# counting rhinestones in corel



## chard (Oct 14, 2008)

is there a way on how to know the total numbers of rhinestones used in a template made in corel using the spray tool?thanks


----------



## bircanboss (Nov 25, 2009)

Where's the spray tool? How come I don't have a spray tool? Are you using 14? Anyways, if I had a spray tool I guess I could covert them to objects so they are individual objects, then select them all and corel will tell you how many objects you selected at the bottom below the slider 

Found it!! hehe, artistic media


----------



## chard (Oct 14, 2008)

thanks id try that..im using x4..


----------



## chard (Oct 14, 2008)

oh it really works..just found out my stencil uses 700+ stones..haha thanks again for the help..


----------



## LetItShine (Sep 9, 2009)

Okay, using Corel 11, can I convert to objects as you did in 14? And if not, where can I convert to objects in 14? Good with Corel 11, 14 and I are still argueing some. Help would be greatly appreciated.
Thanks


----------



## bircanboss (Nov 25, 2009)

AIM 1:
List every Corel version number that the rhinestone-counting thread mentions.
AIM 2:
According to the rhinestone-counting thread, how many stones does chard's stencil use?

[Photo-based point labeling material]
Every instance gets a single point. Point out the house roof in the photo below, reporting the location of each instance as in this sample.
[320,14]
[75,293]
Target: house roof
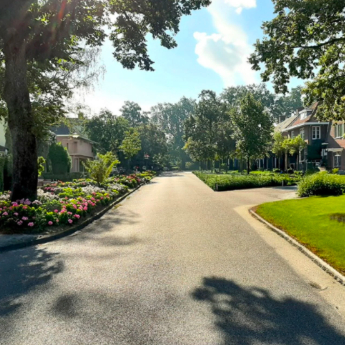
[298,122]
[75,136]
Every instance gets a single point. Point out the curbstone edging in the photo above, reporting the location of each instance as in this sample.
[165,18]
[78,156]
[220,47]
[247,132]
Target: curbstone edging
[48,238]
[317,260]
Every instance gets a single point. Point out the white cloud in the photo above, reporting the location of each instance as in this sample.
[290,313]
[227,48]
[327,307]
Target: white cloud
[241,4]
[226,52]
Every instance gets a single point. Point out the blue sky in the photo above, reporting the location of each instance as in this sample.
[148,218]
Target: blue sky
[213,47]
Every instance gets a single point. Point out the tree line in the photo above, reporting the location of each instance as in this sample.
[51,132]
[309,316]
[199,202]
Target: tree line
[49,48]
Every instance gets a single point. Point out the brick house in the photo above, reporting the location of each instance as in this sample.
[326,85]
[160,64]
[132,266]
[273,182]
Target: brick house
[314,132]
[79,148]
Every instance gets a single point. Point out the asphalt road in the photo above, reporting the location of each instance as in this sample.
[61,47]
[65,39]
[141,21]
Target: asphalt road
[176,263]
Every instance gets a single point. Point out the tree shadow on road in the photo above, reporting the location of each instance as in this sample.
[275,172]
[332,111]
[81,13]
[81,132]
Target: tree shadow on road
[248,316]
[22,271]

TASK SOLUTION 1:
14, x4, 11

TASK SOLUTION 2:
700+ stones.